● Given data

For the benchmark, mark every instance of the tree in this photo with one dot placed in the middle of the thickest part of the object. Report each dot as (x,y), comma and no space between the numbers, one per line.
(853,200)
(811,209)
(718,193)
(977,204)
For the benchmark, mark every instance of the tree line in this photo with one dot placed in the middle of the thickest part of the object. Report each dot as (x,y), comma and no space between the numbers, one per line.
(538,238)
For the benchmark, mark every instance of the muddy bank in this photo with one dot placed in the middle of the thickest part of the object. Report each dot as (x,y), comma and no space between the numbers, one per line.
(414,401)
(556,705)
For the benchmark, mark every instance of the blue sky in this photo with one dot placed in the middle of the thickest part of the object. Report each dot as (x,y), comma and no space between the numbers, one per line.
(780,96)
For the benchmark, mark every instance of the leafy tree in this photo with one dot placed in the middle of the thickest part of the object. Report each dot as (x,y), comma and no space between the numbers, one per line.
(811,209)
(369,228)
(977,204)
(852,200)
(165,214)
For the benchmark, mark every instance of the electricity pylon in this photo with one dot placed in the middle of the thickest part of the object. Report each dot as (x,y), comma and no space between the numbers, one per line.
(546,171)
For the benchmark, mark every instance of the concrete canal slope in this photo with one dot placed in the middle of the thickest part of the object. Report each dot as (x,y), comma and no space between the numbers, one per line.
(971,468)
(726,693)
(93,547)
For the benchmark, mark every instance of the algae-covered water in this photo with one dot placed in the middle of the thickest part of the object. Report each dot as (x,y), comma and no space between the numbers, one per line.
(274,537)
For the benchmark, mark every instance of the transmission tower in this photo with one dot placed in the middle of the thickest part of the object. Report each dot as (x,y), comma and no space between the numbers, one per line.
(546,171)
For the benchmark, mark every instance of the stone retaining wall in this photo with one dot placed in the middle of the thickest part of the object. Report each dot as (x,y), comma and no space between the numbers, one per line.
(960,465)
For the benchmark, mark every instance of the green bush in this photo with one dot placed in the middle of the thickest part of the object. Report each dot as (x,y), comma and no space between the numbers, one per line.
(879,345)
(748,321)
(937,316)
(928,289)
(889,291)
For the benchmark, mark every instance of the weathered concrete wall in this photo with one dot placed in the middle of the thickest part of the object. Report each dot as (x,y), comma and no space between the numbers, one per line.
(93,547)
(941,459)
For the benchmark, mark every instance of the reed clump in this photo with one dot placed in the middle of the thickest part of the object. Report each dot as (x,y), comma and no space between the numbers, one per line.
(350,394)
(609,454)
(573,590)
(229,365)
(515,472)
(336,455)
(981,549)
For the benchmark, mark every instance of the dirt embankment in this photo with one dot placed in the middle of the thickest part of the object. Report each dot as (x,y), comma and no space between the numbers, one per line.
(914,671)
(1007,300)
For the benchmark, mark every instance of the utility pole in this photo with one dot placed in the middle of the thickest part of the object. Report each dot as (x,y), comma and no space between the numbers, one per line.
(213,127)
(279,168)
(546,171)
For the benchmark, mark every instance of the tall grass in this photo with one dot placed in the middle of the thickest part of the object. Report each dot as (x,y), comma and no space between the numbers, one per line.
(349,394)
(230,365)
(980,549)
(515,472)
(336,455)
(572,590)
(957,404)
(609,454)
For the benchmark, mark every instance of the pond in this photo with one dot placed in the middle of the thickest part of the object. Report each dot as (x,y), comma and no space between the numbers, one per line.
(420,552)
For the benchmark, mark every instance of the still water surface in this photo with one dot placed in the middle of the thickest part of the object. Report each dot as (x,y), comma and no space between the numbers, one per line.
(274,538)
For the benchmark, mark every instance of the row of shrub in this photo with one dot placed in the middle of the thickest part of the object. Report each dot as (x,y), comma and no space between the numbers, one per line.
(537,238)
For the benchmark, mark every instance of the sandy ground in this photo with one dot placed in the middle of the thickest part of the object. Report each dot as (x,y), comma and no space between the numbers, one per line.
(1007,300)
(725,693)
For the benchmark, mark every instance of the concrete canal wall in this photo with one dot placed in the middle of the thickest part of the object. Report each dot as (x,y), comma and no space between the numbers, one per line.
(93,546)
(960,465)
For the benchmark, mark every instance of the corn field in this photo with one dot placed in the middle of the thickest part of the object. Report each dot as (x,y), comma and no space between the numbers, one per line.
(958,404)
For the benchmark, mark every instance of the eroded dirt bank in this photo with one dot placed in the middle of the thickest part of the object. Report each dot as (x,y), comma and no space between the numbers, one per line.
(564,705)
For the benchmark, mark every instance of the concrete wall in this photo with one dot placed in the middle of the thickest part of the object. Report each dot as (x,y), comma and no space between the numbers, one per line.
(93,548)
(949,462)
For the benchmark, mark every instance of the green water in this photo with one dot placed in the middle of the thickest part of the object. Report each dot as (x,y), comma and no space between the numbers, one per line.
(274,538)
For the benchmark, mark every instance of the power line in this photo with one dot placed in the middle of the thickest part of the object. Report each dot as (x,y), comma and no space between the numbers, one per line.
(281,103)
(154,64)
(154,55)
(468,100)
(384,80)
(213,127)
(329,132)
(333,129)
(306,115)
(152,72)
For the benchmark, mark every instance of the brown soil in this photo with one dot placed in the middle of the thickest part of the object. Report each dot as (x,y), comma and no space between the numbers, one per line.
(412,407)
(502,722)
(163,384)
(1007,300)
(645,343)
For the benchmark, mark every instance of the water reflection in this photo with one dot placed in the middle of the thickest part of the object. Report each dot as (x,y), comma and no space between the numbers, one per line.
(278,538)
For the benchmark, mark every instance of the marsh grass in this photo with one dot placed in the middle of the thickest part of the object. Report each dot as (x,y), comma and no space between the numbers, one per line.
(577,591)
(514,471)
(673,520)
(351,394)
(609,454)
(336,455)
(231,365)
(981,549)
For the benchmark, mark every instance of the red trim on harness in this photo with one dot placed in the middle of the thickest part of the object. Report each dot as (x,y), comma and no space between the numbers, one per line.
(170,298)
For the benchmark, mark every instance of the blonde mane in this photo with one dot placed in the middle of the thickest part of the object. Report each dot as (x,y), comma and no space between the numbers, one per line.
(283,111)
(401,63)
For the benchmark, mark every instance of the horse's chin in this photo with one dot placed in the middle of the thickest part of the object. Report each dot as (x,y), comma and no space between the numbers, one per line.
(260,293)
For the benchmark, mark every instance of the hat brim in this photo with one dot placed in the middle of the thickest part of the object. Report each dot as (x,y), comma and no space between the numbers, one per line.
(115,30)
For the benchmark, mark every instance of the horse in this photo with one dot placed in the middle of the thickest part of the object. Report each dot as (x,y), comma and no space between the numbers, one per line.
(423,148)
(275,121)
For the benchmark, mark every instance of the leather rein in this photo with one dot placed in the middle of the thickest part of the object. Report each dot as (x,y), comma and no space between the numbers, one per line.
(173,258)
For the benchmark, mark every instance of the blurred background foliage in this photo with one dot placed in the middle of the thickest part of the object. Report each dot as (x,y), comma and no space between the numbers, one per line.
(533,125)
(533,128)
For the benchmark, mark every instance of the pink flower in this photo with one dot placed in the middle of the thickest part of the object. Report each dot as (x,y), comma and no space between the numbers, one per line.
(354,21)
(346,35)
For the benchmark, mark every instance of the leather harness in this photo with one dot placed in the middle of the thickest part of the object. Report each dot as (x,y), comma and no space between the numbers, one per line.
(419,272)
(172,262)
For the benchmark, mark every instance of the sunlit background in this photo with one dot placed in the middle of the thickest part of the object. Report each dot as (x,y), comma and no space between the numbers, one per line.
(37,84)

● Stated exercise
Print again each line of the listing above, exactly as it appears.

● Written response
For the benchmark, mark every instance of the tree in this photo with one dot placed in the middle of the thickest part of the object. Report each dot as (x,y), comma and no space between the numbers, one per line.
(853,200)
(811,209)
(718,193)
(977,204)
For the benchmark, mark every instance of the tree line in this photo with one dot placed in the middle of the thickest part of the object. Report each dot as (x,y), comma and no space between the numbers, one per line.
(538,238)
For the benchmark, mark every instance of the muddy bank in this photo with one dot placed in the middle of the thickest part of the object. Report each dot as (x,y), comma and no space between the numbers, one per line.
(414,401)
(556,705)
For the benchmark, mark every instance of the blue sky in this photo with one dot placed in the middle of the thickest part of the object. Report each dot as (x,y), comma and no space between the numbers, one per line.
(780,96)
For the benchmark, mark every instance of the leafy tree in this photo with one dot placed in the middle of the thickest part of the object. Report each dot as (x,y), comma and no space between the numbers, one per line.
(811,209)
(369,228)
(977,204)
(852,200)
(165,214)
For the benchmark, mark every instance of the electricity pylon in this photo with one dot placed in the middle of the thickest part of the object. Report each dot as (x,y), comma and no space between the numbers, one per line.
(546,171)
For the benchmark, mark every instance of the concrete canal slope in this photo with one dot placed in the middle of the thickest part of the object. Report each dot as (x,y), comma and no space between the numbers, one per line.
(971,468)
(726,693)
(93,547)
For the benchmark, mark every instance of the algae-covered water in this photo with one dot placed in the middle of the thickest part of the object. Report each dot as (x,y), comma and no space between the numbers, one per line.
(274,537)
For the benchmark, mark every instance of the transmission tower in this photo with one dot placed in the middle of the thickest part of the object. Report each dot as (x,y), comma and no space between the numbers, one per line.
(546,171)
For the benchmark, mark every instance of the stone retaining wall in this photo with one dot placed in the middle of the thickest part of the object. Report each dot as (x,y), comma and no space between the numbers, one per line.
(960,465)
For the benchmark, mark every instance of the green bush in this photo with one dot placed in the middle of the thickest part of the object. Report each dot as (x,y), comma and no space between the numbers, one per line.
(879,345)
(748,321)
(937,316)
(928,289)
(889,291)
For the benchmark, mark every instance of the weathered concrete wall in this photo with one dot placed in the middle of the thickest part of the object. Report each dot as (x,y), comma and no space between the numbers, one per line.
(93,547)
(941,459)
For the benchmark, mark every instance of the reed clump in this photo with one dot placed in the middle of the thickest part of the object. Report each dot as (x,y), comma and no space between the numbers, one per line.
(350,394)
(609,454)
(573,590)
(229,365)
(515,472)
(336,455)
(981,549)
For the benchmark, mark every instance of the dirt embankment in this photo with one dot placed in the middle of the thickest part of the object. Report each dot as (x,y), comma and no space between the numbers, one per line.
(914,671)
(1007,300)
For the benchmark, mark every instance of the utility pole in this photo with one dot placed in the middle of the thickest part of the object. Report each dot as (x,y), comma and no space between the numbers, one per line.
(213,127)
(279,168)
(546,171)
For the benchmark, mark every instance of the tall grass in this photo with one dot placed in the middle of the thickest part of the object. Report each dot as (x,y), comma and no space between the numbers, one per line.
(349,394)
(230,365)
(980,549)
(515,472)
(336,455)
(572,590)
(957,404)
(609,454)
For the benchmark, mark every instance of the pond in this photo with one dot placed in the middle of the thickest part of the object. Report each dot as (x,y), comma and no space between the numbers, one per line.
(420,552)
For the benchmark, mark every instance of the still water surface in this photo with one dot placed in the middle of the thickest part of the object. Report each dot as (x,y), comma and no space between the numbers, one per line.
(274,538)
For the benchmark, mark every instance of the row of shrub in this photo with one dot placed in the middle of the thickest part of the object. Report each dot as (x,y), comma and no space between the numbers, one per line.
(537,238)
For the benchmark, mark every instance of the sandy ground in this photo with one dot placed in the middle of the thickest part of the object. Report each dot as (x,y), comma and no space between the numbers, one per line.
(1007,300)
(725,693)
For the benchmark, mark every instance of the concrete canal wall in this photo with one dot placed in the middle of the thickest part of the object. Report each dot as (x,y), comma and no space between the numbers, one per line.
(93,546)
(960,465)
For the benchmark, mark every instance of the corn field in this photo with one dot placed in the middle of the thickest part of the object. Report each dot as (x,y), comma and no space between the numbers, one per line.
(958,404)
For the benchmark, mark every instance of the eroded dirt bank in this photo with one dot placed in the middle of the thickest part of the object. Report each dot as (x,y), comma and no space between the numbers, one per line.
(564,705)
For the benchmark, mark every instance of the concrete wall in this photo with one dot placed in the middle of the thickest part of the object. Report each dot as (x,y), comma and no space between the numbers, one per line.
(93,548)
(949,462)
For the benchmark, mark every instance of the green water in this photo with one dot placed in the middle of the thickest part of the object. Report each dot as (x,y), comma and no space between the numbers, one per line.
(274,538)
For the benchmark, mark every instance of the power line in this photo with one dot placed in the middle of the thickest part of the object. Report each dot as (x,y), comma and no space between the numbers, one per line.
(281,103)
(154,64)
(154,55)
(468,100)
(384,80)
(213,127)
(329,132)
(333,129)
(306,115)
(152,72)
For the benchmark, mark every instance of the brown soil in this photo with one dot placed in the middle of the thickest part of the object. Report each dot as (x,y), comma and no space between the numbers, one per line.
(412,407)
(502,722)
(163,384)
(1007,300)
(645,343)
For the benchmark, mark every instance of the water reflection in this photo with one dot placed in the middle of the thickest part of the object. Report each dot as (x,y), comma and no space between the numbers, one per line.
(278,538)
For the benchmark, mark every instance of the marsh grass in this photo with one dot placed in the middle of the thickest part of the object. Report each dot as (x,y), comma and no space between the numbers, one per line.
(577,591)
(514,471)
(673,520)
(351,394)
(609,454)
(336,455)
(231,365)
(981,549)
For the benchmark, mark every instance of the red trim on harness in this photo with one dot placed in the middle of the thickest part of the object. Report each dot as (x,y), comma and no space between the numbers, one per line.
(170,298)
For the benchmark, mark every instance of the blonde mane in this photo with one dot placed in the middle of the thickest part of the object. Report each dot as (x,y), comma and no space between the numbers, one per line.
(283,111)
(401,63)
For the benchmark, mark every instance of the horse's chin in this photo with one dot placed in the middle of the thickest part of the object. Report each dot as (x,y), comma and no space between the numbers, one per line.
(260,293)
For the benchmark, mark every instance of the hat brim in this photo with one dot placed in the middle of the thickest part of the object. Report each dot as (x,y), comma and no space between the numbers, one per line.
(115,30)
For the benchmark, mark every instance of the horse in this photo with one dot placed in the middle of the thickest part of the object. Report each dot as (x,y), comma and no space between the numbers, one per line.
(423,148)
(275,121)
For the benchmark, mark every instance of the leather rein in this photo with one dot placed in the middle of the thickest part of the object. Report each dot as (x,y), comma and no space between the numbers, one per line.
(173,258)
For the benchmark, mark every instance of the blurred background foliage in this photo with one dot placed in the middle of the thickest part of the object. Report each dot as (x,y), comma and no space between the numbers, one per line.
(533,125)
(533,128)
For the benchmark, mark every instance of the pink flower in this photo with one dot placed in the middle of the thickest part of the object. Report each dot as (x,y), comma and no space between the numbers, one per line.
(354,21)
(346,35)
For the benchmark, mark every instance of the leather harness in this photo with one dot placed in the middle of the thickest part of the object. Report each dot as (x,y), comma and no space between the numbers, one per line.
(419,272)
(172,262)
For the benchmark, mark every instance of the sunlit background in this photo with one dot placed in the middle of the thickest part of the object. Report each dot as (x,y), comma and no space between the numbers, one per line.
(37,84)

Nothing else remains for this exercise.